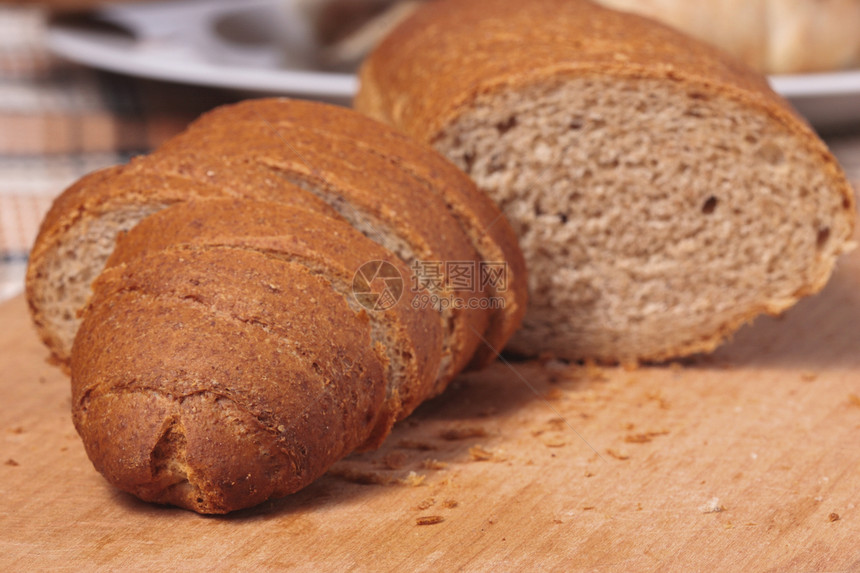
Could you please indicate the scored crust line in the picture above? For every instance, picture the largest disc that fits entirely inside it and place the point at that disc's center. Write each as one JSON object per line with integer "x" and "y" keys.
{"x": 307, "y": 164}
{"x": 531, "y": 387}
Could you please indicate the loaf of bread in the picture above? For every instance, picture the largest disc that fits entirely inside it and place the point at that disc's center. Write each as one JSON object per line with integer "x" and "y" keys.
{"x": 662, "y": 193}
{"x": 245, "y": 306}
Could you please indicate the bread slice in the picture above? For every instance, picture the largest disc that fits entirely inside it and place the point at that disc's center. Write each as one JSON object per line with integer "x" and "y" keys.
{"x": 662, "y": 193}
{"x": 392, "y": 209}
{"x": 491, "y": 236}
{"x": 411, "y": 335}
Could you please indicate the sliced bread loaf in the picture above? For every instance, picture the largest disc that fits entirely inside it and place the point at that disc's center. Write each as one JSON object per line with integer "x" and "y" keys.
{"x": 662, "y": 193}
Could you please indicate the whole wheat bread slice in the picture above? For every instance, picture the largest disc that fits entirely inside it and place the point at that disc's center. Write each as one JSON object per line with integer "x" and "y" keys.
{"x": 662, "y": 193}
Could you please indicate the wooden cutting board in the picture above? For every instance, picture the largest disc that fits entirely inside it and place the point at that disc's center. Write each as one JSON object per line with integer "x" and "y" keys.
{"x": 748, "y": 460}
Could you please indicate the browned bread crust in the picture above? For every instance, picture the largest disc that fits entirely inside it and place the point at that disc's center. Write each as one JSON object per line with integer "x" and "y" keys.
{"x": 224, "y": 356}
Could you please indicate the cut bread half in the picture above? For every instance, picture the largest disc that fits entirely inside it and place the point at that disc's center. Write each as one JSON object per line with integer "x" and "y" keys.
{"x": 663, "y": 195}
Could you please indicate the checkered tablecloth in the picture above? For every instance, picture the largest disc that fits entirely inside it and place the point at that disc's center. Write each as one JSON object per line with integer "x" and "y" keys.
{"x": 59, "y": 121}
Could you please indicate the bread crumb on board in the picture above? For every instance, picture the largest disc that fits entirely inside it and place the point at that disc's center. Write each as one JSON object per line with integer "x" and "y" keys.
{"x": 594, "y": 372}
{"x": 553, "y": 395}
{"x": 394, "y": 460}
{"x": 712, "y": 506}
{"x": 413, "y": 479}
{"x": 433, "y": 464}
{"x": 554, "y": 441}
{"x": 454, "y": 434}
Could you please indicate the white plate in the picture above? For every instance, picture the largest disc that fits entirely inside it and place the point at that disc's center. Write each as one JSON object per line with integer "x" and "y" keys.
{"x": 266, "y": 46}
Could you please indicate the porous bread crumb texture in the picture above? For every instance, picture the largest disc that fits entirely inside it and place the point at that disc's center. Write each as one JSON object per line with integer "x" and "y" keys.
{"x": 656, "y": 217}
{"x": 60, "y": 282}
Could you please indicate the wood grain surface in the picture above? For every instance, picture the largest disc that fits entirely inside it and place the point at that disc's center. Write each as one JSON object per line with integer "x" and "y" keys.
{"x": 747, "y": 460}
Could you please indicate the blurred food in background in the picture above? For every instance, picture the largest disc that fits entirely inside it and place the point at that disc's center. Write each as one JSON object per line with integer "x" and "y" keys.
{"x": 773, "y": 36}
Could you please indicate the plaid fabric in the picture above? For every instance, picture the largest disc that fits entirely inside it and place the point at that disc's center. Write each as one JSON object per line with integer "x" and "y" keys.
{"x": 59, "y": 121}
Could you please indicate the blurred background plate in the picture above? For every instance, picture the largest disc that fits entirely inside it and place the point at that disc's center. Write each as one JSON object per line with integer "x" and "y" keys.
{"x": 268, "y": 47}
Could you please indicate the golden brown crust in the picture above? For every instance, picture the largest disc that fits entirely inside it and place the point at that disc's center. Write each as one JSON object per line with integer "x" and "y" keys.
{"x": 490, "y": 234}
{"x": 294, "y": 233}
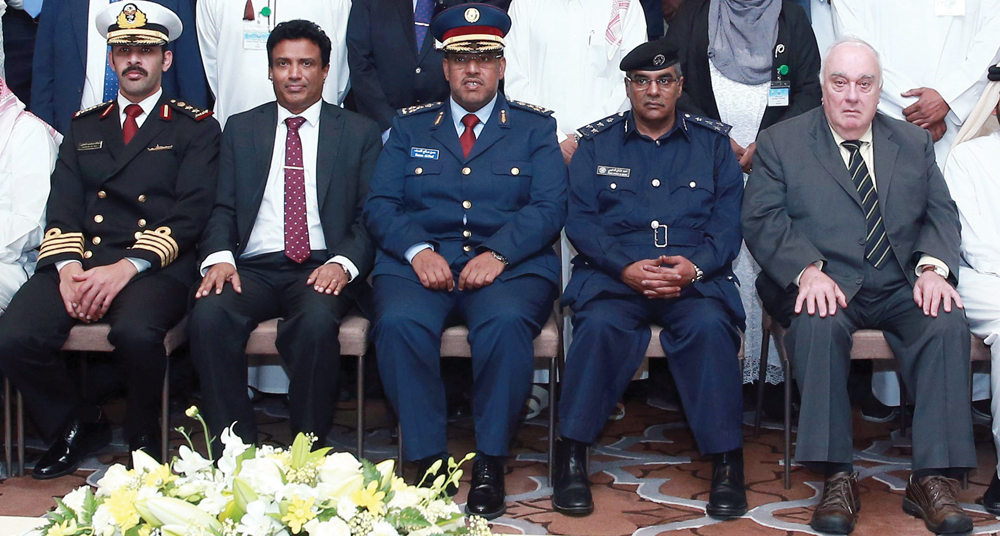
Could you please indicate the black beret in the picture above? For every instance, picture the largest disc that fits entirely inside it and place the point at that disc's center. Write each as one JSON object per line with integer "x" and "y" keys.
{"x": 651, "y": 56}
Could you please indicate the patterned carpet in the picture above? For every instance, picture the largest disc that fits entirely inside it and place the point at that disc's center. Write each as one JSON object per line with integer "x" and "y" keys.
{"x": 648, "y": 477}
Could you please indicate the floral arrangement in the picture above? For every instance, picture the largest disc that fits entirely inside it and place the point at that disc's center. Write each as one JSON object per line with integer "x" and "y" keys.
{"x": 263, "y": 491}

________________________________________

Leave out the pictures. Transcribe the rest of the listing above exactly.

▶ WRITTEN RESPONSE:
Could you please indicate the scored crust line in the picture above? For every instance, picture the largest disc that fits entirely inside it and place the point at that disc's center. Write each as one JSON object per line with integer "x" and "y" keys.
{"x": 307, "y": 164}
{"x": 531, "y": 387}
Could you please indicate the loaf of bread in the picture above? For every instance, picture the largest disc that fits entirely inside it and place the point at that disc's center. Write each as one JSON object per line with integer "x" and "y" keys.
{"x": 662, "y": 193}
{"x": 245, "y": 306}
Could you please indicate the bread slice in the picture above? For every instance, picture the largest disc that fits entirely inside it and place the point at that disc's center. Write each as one JSON object per line with integer "x" and "y" keys.
{"x": 662, "y": 193}
{"x": 392, "y": 209}
{"x": 491, "y": 236}
{"x": 411, "y": 335}
Could you please indicate the sliced bread loaf in the picture above? For every instance, picture the largest disc that fits entirely inside it and place the point at that disc's center. Write each as one JSON object per line with integer "x" and "y" keys.
{"x": 662, "y": 193}
Could you please indicate the whole wheat bread slice in the picture above? For every instance, picture the largest disc that fits entirely inside it and place the point at that disc's center. Write each as one JSON object per line with integer "x" and "y" keys.
{"x": 662, "y": 193}
Could you please indicate the wooden cutting board in the picture above? For every instance, picture the largest disc that fits entirely inside it and place the point at that disc's center. Write each as one JSON object per line with integer "x" and "y" keys.
{"x": 748, "y": 460}
Could you please indicate the browned bread crust in the picture above? For every instance, picture the largest disc that fits entirely inside it and place the point at that disc's center. Write each as one JSON object per line with integer "x" and "y" keys.
{"x": 224, "y": 356}
Could you please indicate the cut bread half in the picture above? For every instance, picture the largest disc that fits entirely inside it and place the point at that disc's center. Write each as one JSON object per line with integer "x" and "y" keys.
{"x": 663, "y": 195}
Could you please indicate the checkered tablecloth in the picture above? For every instance, picture the largest disc that fits entirely inside it and place the point at that disc's center. Write each as one JSON object per line with integer "x" and "y" keys.
{"x": 59, "y": 121}
Could you please indicate the bread crumb on board in the picture above? For every instance, picture the largest disc that fits entirely inside it and place the point at that disc's center. Write each as one JSON object per line with integer "x" and "y" keys.
{"x": 594, "y": 372}
{"x": 553, "y": 395}
{"x": 394, "y": 460}
{"x": 712, "y": 506}
{"x": 413, "y": 479}
{"x": 433, "y": 464}
{"x": 554, "y": 441}
{"x": 454, "y": 434}
Could you please indicate the white plate in the picture above? For every instance, picture the largest disc that fits entirely inside it and place the point at that disc's center. Write each as one JSON object per line with integer "x" and "y" keys.
{"x": 266, "y": 46}
Could you please indicate the porous bread crumb texture in the picture above? For every instance, picture the largest disc that fits entirely inside it and place the point at that disc's center. Write each as one JSON object per line with integer "x" and "y" keys.
{"x": 656, "y": 217}
{"x": 60, "y": 282}
Could you please indicate the wood grain surface in the picture above? For every instance, picture the largest disc that fits entirely inside it and place the point at that disc's center. Write each as one JSON object per line with integer "x" and "y" keys.
{"x": 747, "y": 460}
Could you please indicate the blurred food in background in the picture above? For every instance, picture the largest disc that fits entirely inside it and place the point at that disc's center. Write each as one JSON object per line with integer "x" and "y" keys.
{"x": 773, "y": 36}
Could you please indicate the plaid fabric in the picture above? For every instance, picture the largest disc that fits entirely inside it and place the point at that disc's center. Write each as one JSON object per line with integer "x" and "y" keys.
{"x": 59, "y": 121}
Could you please indicate the blurred background plate in the picture above? For every instance, picture the largest disc that fits entirely inside it and place the point at that disc's center. Write each as one JSON object per line with integer "x" and "y" keys.
{"x": 268, "y": 47}
Could you please indicate the golden brown crust in the picture above? For every instance, picture the largest disc that fits entirely inside it and place the point at that disc's center. Write each as one JSON object per line with integer "x" and "y" keys.
{"x": 490, "y": 234}
{"x": 294, "y": 233}
Could you please indicate the black beret in the picture above? For every instance, picture the largest disc that fits entirely inside it and place the point at that disc's center. Write each as one JSON object per line with integer "x" and "y" keys.
{"x": 651, "y": 56}
Could you please indicate the patterned carpet in the picture above? For every instance, picture the largest disc that fits entirely inside it and place the point at that disc's center. Write each as one JSON object per line with integer "x" and "y" keys.
{"x": 648, "y": 477}
Could you please indicate the floral arrangement in the picture above? For every instance, picture the largest disc that fits entirely inside it and place the point at that disc's center. Write each as one JSON object per line with integer "x" and "y" keys.
{"x": 263, "y": 491}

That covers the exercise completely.